Do this
Reproduce every one of the records below word for word, keeping each line unchanged.

<<<<

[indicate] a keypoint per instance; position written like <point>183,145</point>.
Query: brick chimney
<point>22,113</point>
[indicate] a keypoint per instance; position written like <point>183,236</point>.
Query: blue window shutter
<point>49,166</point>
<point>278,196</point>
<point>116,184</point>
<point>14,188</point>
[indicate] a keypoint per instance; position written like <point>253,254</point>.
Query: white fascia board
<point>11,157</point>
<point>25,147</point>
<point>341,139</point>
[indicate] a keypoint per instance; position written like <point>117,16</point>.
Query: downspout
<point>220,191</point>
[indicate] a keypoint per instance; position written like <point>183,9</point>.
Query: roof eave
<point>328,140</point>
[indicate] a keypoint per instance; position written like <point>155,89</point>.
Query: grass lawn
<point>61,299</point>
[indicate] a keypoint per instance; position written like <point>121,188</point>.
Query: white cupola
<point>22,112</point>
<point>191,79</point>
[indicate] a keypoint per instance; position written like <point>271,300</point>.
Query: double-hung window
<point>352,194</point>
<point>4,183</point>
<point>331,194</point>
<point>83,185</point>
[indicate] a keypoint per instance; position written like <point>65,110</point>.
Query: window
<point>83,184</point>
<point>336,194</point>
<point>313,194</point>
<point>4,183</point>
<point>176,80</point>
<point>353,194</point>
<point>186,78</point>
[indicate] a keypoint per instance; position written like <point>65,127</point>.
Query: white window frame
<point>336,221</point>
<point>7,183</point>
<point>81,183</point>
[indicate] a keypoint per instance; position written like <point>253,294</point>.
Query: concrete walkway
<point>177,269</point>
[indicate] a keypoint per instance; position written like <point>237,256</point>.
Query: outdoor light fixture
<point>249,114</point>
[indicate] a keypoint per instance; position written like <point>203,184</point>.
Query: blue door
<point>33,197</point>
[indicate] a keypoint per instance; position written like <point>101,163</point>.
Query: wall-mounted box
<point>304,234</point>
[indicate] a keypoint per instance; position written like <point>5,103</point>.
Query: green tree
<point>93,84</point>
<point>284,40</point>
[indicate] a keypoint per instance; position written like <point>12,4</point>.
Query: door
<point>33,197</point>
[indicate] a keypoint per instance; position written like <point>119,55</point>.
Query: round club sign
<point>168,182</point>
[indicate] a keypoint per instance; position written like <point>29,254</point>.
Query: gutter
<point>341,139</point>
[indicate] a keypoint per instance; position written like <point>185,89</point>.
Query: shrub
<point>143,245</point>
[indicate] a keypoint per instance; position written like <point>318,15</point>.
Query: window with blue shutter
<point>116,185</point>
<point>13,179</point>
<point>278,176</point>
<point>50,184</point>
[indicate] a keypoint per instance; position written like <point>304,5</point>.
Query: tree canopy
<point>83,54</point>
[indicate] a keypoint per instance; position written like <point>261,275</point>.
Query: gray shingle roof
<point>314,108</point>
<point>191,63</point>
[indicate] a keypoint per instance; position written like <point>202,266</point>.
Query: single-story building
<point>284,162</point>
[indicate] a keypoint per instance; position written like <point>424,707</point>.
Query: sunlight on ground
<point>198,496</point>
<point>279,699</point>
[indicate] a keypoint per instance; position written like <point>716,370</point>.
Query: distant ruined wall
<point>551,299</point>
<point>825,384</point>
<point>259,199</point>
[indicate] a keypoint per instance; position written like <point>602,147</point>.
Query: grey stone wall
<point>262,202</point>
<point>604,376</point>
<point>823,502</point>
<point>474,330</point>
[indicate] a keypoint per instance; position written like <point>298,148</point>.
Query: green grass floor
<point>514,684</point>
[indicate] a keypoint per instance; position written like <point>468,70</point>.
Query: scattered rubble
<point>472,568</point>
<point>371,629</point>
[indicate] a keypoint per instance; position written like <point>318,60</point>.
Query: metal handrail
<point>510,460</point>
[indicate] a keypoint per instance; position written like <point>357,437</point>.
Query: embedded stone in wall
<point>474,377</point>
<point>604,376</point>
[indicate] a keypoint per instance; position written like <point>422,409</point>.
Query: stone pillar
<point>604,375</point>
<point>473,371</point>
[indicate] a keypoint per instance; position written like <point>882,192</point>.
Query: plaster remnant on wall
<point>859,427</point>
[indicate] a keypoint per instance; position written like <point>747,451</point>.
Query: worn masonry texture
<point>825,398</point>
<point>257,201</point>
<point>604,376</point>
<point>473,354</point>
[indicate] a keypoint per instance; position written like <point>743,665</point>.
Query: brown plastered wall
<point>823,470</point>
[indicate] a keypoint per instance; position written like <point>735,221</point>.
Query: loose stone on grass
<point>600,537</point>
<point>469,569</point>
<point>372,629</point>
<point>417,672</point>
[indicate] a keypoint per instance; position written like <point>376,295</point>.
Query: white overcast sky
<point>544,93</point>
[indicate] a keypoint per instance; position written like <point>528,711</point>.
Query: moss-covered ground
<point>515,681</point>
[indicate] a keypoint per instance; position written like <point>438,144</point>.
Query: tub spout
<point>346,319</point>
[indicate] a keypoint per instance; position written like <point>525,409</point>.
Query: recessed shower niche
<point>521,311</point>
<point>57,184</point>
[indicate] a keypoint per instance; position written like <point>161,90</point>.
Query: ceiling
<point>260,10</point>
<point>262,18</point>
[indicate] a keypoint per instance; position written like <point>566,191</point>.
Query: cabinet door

>>>>

Solution to this exercise
[indicate] a keypoint per instance; position written like <point>183,145</point>.
Query: brick chimney
<point>22,113</point>
[indicate] a keypoint per instance; position written like <point>183,236</point>.
Query: blue window shutter
<point>49,166</point>
<point>278,196</point>
<point>116,184</point>
<point>14,188</point>
[indicate] a keypoint per instance; position written like <point>253,254</point>.
Query: white fascia board
<point>11,157</point>
<point>25,147</point>
<point>341,139</point>
[indicate] a keypoint per instance; position written like <point>117,16</point>.
Query: downspout
<point>220,191</point>
[indicate] a keypoint per instance; position written like <point>183,9</point>.
Query: roof eave
<point>328,140</point>
[indicate] a keypoint per instance; position written like <point>155,89</point>.
Query: grass lawn
<point>61,299</point>
[indicate] a keypoint per instance; position written like <point>121,188</point>.
Query: white cupola
<point>22,112</point>
<point>191,79</point>
[indicate] a keypoint per instance; position written like <point>271,300</point>.
Query: double-hung window
<point>352,194</point>
<point>4,183</point>
<point>331,194</point>
<point>83,185</point>
[indicate] a keypoint per instance; position written like <point>65,110</point>.
Query: window
<point>83,184</point>
<point>336,194</point>
<point>313,194</point>
<point>4,183</point>
<point>176,80</point>
<point>353,194</point>
<point>186,78</point>
[indicate] a keypoint per instance; position written like <point>65,127</point>.
Query: white window frame
<point>336,221</point>
<point>7,183</point>
<point>81,183</point>
[indicate] a keypoint per instance; position written like <point>253,294</point>.
Query: concrete walkway
<point>177,269</point>
[indicate] a keypoint per instance; position written like <point>237,256</point>.
Query: outdoor light fixture
<point>249,114</point>
[indicate] a keypoint per instance; position written like <point>203,184</point>.
Query: blue door
<point>33,197</point>
[indicate] a keypoint per instance; position written like <point>101,163</point>.
Query: wall-mounted box
<point>304,234</point>
[indicate] a keypoint per instance; position written like <point>5,103</point>.
Query: green tree
<point>93,84</point>
<point>284,40</point>
[indicate] a keypoint per instance; position written like <point>12,4</point>.
Query: door
<point>33,197</point>
[indicate] a keypoint per instance; position written like <point>119,55</point>.
Query: round club sign
<point>168,182</point>
[indicate] a keypoint per instance; position written like <point>29,254</point>.
Query: gutter
<point>341,139</point>
[indicate] a keypoint per instance; position written like <point>185,89</point>.
Query: shrub
<point>143,245</point>
[indicate] a keypoint per instance; position written like <point>318,15</point>.
Query: window with blue shutter
<point>116,185</point>
<point>13,179</point>
<point>278,176</point>
<point>50,184</point>
[indicate] a keypoint per instance; position written like <point>304,5</point>.
Query: tree canopy
<point>83,54</point>
[indicate] a keypoint per instance; position written like <point>261,275</point>.
Query: gray shingle roof
<point>314,108</point>
<point>191,63</point>
[indicate] a keypoint per instance; position written like <point>202,266</point>.
Query: single-story building
<point>284,162</point>
[indicate] a keypoint per instance; position written like <point>424,707</point>.
Query: sunlight on ground
<point>198,496</point>
<point>279,699</point>
[indicate] a keypoint per instance; position written like <point>716,370</point>.
Query: distant ruined wall
<point>551,299</point>
<point>825,384</point>
<point>259,199</point>
[indicate] a keypoint per instance; position written like <point>602,147</point>.
Query: grey stone wall
<point>262,202</point>
<point>604,376</point>
<point>823,502</point>
<point>474,330</point>
[indicate] a keypoint per instance; position written like <point>298,148</point>.
Query: green grass floor
<point>514,684</point>
[indicate] a keypoint per instance; position written like <point>468,70</point>.
Query: scattered rubble
<point>472,568</point>
<point>371,629</point>
[indicate] a keypoint per instance; position written like <point>318,60</point>.
Query: metal handrail
<point>510,460</point>
[indicate] a keypoint per instance; position written like <point>357,437</point>.
Query: embedded stone in wall
<point>474,377</point>
<point>604,376</point>
[indicate] a keypoint per instance; position written like <point>422,409</point>.
Query: stone pillar
<point>604,375</point>
<point>473,371</point>
[indicate] a keypoint per instance; position written like <point>882,192</point>.
Query: plaster remnant on wall
<point>859,427</point>
[indicate] a keypoint per instance; position written like <point>747,451</point>.
Query: worn masonry texture
<point>825,398</point>
<point>257,201</point>
<point>604,376</point>
<point>473,354</point>
[indicate] a keypoint per instance; position written like <point>743,665</point>.
Query: brown plastered wall
<point>823,470</point>
[indicate] a keypoint per instance; position written like <point>735,221</point>.
Query: loose stone on grass
<point>600,537</point>
<point>469,569</point>
<point>372,629</point>
<point>417,672</point>
[indicate] a keypoint per instance; position written like <point>376,295</point>.
Query: white overcast sky
<point>544,93</point>
[indicate] a keypoint per instance; position written like <point>528,711</point>.
Query: moss-covered ground
<point>515,681</point>
[indicate] a keypoint per instance; position written like <point>438,144</point>.
Query: tub spout
<point>346,319</point>
[indicate] a keypoint per instance; position written like <point>525,409</point>.
Query: recessed shower niche
<point>521,311</point>
<point>57,184</point>
[indicate] a keypoint per instance; position written like <point>161,90</point>.
Query: ceiling
<point>260,10</point>
<point>262,18</point>
[indicate] a keypoint per instance; position written like <point>566,191</point>.
Query: cabinet door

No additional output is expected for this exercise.